INFORMATION SUPPLIED -
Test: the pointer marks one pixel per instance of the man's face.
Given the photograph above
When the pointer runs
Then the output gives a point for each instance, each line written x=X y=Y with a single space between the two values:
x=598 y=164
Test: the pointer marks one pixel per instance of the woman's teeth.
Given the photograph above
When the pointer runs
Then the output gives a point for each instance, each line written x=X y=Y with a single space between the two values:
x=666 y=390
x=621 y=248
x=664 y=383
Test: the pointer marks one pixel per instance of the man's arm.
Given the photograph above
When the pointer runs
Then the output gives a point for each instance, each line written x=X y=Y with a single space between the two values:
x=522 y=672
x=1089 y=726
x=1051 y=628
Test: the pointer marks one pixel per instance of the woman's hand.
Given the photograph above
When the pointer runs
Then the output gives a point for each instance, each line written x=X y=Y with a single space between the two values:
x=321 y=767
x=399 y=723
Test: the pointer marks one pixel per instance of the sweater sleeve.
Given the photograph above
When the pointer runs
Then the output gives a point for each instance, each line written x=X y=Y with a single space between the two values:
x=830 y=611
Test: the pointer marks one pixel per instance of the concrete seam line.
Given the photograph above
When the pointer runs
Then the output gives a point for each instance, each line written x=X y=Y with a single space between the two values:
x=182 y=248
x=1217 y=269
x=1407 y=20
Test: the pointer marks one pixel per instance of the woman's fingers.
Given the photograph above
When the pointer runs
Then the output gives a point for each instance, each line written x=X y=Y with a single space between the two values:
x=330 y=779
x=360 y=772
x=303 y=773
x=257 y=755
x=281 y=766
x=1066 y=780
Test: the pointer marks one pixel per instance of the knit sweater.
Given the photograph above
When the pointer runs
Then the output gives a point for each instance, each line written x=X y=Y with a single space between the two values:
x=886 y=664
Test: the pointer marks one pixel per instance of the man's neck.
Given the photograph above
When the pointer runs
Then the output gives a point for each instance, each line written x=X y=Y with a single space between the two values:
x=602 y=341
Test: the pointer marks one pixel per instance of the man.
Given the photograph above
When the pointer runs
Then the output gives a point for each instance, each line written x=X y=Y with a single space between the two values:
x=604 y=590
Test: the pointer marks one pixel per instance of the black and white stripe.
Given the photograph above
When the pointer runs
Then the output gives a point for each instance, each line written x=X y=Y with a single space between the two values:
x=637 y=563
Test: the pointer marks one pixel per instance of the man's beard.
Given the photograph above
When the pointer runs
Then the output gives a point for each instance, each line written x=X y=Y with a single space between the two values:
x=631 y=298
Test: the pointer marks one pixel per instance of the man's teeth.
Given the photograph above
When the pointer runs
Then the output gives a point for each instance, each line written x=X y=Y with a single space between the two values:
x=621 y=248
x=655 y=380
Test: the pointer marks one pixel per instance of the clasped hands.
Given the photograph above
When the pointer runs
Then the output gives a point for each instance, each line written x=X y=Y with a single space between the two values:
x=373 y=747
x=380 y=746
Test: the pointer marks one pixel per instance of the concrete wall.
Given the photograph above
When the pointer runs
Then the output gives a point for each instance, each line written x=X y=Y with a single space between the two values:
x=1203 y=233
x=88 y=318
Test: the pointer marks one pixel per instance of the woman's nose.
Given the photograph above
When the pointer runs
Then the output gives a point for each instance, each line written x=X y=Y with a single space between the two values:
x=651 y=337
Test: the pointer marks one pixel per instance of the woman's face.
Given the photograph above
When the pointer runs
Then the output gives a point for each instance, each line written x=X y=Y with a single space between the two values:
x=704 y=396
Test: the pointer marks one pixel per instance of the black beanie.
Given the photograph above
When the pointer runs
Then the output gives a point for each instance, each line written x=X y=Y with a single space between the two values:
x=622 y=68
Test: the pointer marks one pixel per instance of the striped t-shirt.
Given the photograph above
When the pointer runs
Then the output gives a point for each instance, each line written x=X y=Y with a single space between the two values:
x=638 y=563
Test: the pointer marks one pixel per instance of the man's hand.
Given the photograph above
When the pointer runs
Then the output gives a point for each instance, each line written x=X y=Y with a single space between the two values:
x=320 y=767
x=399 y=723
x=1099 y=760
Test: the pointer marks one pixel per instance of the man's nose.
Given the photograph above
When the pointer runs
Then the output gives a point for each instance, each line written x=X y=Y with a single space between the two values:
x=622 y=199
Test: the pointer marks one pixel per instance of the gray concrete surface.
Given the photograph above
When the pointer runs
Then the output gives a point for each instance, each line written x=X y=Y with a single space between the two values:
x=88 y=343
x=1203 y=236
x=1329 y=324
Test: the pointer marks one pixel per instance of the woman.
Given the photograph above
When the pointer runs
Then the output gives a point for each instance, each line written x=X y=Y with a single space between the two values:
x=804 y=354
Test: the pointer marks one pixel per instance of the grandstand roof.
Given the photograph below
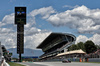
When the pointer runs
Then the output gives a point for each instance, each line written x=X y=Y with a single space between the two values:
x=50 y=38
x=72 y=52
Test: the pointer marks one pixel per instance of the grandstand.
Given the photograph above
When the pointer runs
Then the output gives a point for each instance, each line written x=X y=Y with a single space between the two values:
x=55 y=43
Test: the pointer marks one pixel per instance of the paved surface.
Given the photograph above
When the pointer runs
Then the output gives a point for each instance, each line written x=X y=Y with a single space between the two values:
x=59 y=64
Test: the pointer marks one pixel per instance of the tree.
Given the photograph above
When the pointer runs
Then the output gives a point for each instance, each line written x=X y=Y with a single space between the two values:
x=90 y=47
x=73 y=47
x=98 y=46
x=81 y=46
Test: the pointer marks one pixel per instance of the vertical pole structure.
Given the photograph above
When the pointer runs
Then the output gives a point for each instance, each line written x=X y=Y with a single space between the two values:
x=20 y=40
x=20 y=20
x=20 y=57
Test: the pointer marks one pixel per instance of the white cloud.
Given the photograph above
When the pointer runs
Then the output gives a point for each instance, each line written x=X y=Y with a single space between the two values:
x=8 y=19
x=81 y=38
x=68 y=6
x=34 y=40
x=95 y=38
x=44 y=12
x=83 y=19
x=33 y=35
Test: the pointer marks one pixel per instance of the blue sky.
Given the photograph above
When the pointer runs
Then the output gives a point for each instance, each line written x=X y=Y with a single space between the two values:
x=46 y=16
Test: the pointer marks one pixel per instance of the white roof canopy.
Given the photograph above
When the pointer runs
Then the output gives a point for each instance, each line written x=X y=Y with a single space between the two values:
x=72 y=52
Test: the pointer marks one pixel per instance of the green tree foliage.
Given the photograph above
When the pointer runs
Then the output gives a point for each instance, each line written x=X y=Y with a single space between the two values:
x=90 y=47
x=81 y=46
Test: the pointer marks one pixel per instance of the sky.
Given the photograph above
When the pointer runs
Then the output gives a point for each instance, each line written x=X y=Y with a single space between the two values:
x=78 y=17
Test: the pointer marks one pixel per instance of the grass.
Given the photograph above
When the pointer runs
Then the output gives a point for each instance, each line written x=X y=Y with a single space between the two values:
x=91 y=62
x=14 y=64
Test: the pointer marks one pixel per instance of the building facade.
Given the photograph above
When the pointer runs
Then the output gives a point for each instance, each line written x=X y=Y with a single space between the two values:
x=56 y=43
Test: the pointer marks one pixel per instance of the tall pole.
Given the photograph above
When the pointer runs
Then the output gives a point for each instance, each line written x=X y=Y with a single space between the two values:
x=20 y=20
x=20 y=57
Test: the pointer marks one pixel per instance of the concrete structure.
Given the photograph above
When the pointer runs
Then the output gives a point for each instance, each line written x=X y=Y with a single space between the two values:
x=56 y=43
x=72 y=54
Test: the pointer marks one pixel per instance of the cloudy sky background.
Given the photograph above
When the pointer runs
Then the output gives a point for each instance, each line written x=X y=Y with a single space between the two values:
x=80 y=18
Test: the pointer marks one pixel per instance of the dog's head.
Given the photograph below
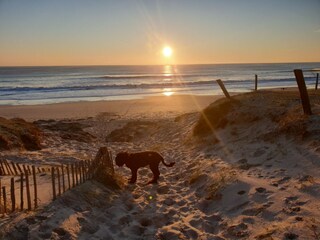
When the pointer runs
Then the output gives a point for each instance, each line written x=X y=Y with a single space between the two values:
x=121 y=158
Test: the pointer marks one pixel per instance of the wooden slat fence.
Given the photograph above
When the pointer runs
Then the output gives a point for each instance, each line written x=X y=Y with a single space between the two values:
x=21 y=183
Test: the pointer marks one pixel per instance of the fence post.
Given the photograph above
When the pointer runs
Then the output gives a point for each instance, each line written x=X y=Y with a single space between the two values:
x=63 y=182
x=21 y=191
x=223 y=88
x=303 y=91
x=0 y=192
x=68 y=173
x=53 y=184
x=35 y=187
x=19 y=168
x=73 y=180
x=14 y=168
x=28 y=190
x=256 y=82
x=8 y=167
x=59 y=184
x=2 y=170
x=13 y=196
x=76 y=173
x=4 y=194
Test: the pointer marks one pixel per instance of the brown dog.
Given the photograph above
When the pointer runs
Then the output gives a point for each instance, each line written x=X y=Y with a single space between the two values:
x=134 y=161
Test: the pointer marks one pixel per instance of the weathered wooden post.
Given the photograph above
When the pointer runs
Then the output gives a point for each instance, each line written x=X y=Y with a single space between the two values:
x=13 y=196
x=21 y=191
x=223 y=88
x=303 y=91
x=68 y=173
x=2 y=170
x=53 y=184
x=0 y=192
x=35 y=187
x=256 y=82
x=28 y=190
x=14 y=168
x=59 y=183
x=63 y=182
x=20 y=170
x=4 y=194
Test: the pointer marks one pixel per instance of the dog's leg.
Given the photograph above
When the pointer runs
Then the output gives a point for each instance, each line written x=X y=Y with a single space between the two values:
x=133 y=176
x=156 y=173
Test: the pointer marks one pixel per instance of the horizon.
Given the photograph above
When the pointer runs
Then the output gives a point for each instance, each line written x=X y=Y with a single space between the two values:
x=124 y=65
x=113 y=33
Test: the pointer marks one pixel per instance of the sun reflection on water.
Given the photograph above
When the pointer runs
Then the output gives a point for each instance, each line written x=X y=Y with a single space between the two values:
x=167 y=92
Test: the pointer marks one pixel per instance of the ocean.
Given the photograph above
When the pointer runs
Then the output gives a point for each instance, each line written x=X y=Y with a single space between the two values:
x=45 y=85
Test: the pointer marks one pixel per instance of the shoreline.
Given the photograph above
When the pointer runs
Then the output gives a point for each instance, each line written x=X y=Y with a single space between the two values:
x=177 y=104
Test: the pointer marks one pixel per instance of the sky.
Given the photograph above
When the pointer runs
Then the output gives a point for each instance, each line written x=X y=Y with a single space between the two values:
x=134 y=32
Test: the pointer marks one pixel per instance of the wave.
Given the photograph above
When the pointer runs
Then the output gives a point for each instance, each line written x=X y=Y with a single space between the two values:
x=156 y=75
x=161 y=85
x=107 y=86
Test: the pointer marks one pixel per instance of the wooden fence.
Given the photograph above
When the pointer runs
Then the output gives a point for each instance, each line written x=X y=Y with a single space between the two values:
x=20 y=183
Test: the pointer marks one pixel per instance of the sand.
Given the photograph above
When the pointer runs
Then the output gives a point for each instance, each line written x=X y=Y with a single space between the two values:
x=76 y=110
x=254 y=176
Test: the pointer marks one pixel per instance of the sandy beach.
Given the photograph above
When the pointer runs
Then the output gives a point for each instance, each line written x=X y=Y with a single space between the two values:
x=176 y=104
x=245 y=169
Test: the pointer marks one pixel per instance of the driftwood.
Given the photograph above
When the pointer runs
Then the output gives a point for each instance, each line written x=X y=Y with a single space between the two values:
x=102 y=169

TASK REQUIREMENTS -
In the records above, find each line with the word "roof" and copy it.

WRITTEN SOLUTION -
Test: the pointer marks one pixel per instance of the grandstand roof.
Test: the pointer marks one pixel per instance of the white roof canopy.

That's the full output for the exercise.